[Goal] Copy out every line of the listing below word for word, without changing anything.

## Begin

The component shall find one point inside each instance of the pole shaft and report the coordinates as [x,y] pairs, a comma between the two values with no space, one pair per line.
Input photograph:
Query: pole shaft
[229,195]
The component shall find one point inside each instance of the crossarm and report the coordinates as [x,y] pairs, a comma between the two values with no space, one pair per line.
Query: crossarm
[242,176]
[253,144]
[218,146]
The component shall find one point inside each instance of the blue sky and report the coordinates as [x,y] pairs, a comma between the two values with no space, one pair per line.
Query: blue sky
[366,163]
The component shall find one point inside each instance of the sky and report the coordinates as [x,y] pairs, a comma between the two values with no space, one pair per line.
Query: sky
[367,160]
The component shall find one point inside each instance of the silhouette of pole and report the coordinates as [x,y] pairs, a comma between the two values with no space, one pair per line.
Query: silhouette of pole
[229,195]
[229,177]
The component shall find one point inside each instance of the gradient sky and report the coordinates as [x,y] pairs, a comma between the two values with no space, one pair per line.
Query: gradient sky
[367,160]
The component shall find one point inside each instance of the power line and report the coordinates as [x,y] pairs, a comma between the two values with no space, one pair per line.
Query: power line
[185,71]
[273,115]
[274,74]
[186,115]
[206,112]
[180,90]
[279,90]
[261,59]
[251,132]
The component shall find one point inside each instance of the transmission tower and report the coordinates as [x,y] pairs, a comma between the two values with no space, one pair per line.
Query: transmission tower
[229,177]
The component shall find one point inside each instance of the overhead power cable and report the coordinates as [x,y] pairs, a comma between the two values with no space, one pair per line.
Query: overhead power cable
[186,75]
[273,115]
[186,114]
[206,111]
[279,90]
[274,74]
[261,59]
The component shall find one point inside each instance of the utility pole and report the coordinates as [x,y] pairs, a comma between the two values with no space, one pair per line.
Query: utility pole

## End

[Response to this exercise]
The component shall find one point inside each instance of the pole shaft and report the coordinates as [x,y] pairs, a comma between the two values with no space, one pair per line.
Input photograph:
Query: pole shaft
[229,195]
The component shall find one point inside each instance of the crossarm and report the coordinates as [x,y] pairs, a comma between the two values with no space, one pair per line.
Query: crossarm
[242,176]
[253,144]
[218,146]
The component shall find one point inside each instance of the blue sky and report the coordinates as [x,y] pairs, a comma between the two values with no space, one pair per line.
Query: blue sky
[366,163]
The component shall find one point inside each instance of the sky and report the coordinates as [x,y] pairs, a comma between the two values with no space, one pair per line.
Query: sky
[367,160]
The component shall find one point inside each instance of the silhouette of pole and report the coordinates as [x,y] pairs, a comma between the two values with no space, one pair per line.
Query: silhouette of pole
[229,195]
[229,177]
The component shall find one point inside each instance of the gradient sky and report the coordinates as [x,y] pairs, a comma between the two values with no space, one pair per line.
Query: gradient sky
[367,160]
The component shall find one point inside each instance of the power line and report the coordinates as [x,y] pairs, a comma between the two values with no space, one pair per line.
Query: power line
[185,71]
[273,115]
[274,74]
[186,115]
[206,112]
[180,90]
[279,90]
[261,59]
[251,132]
The component shall find one point inside each instance of the transmission tower and report the coordinates as [x,y] pairs, a comma between the two values with no space, one pair per line.
Query: transmission tower
[229,177]
The component shall find one point inside each instance of the overhead power cable and report the coordinates as [x,y] pairs, a comma between the two values with no space, one pair per line.
Query: overhead power cable
[186,75]
[273,115]
[186,114]
[206,111]
[279,90]
[274,74]
[261,59]
The component shall find one point inside each instance of the utility pole and report the coordinates as [x,y] pairs, a comma between the two values with no space, one pair per line.
Query: utility pole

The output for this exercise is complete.